What is being asked =
Count how many rows of the entries below contain the string "line", treating uppercase and lowercase as different. Reply with the number only.

Data supplied =
§ §
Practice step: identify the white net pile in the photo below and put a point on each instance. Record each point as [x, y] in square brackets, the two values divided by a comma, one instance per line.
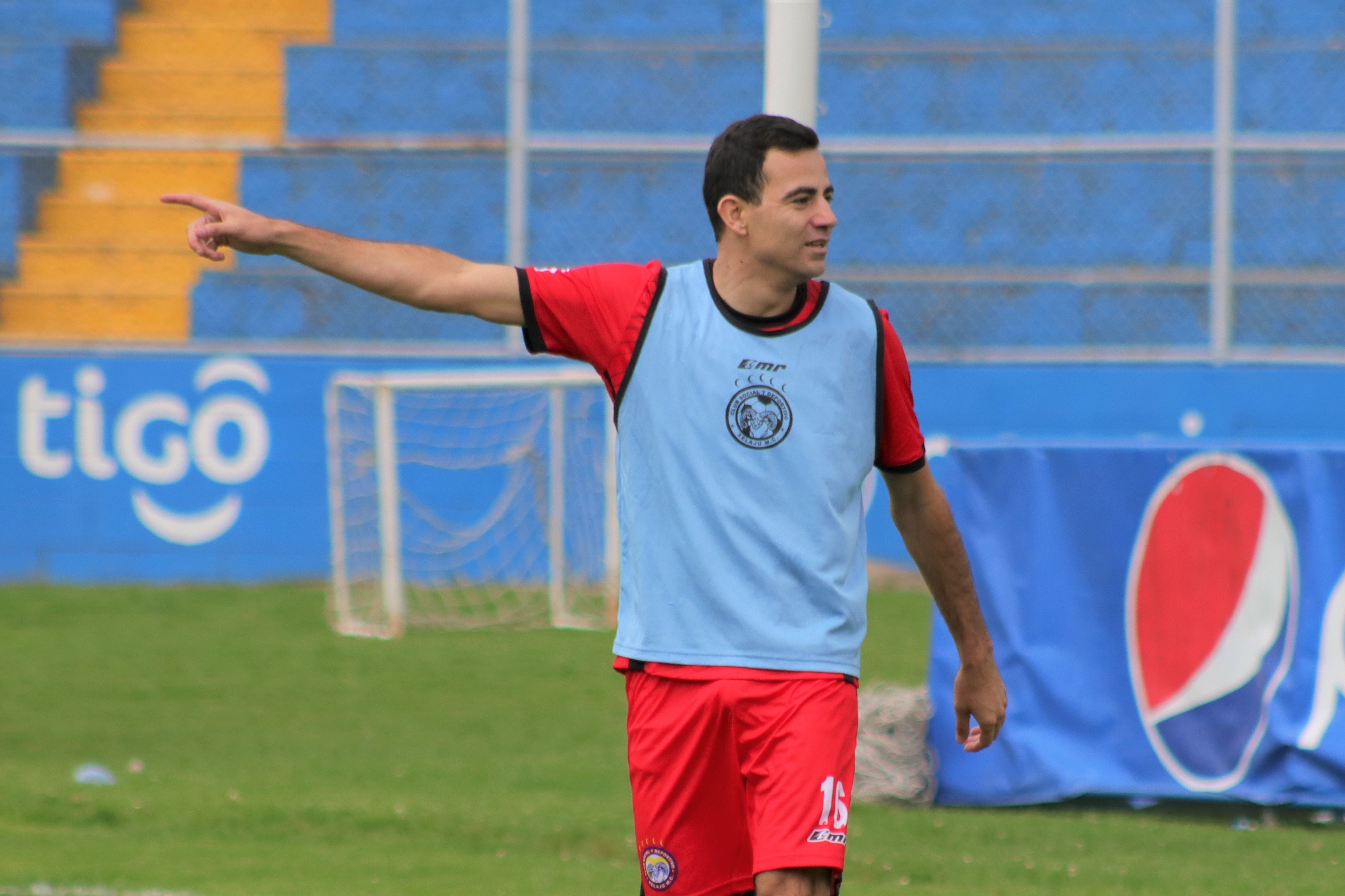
§ §
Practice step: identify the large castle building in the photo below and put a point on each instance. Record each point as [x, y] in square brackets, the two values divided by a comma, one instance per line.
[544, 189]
§ §
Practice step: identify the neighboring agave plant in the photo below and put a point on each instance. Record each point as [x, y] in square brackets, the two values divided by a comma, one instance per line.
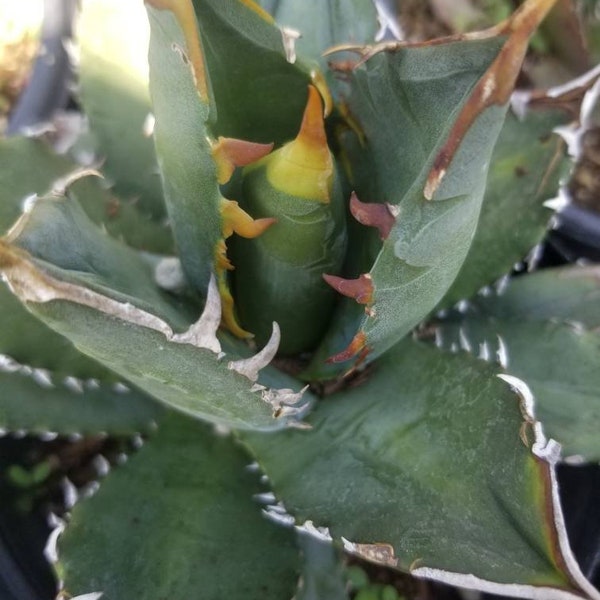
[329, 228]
§ §
Answer to this problem =
3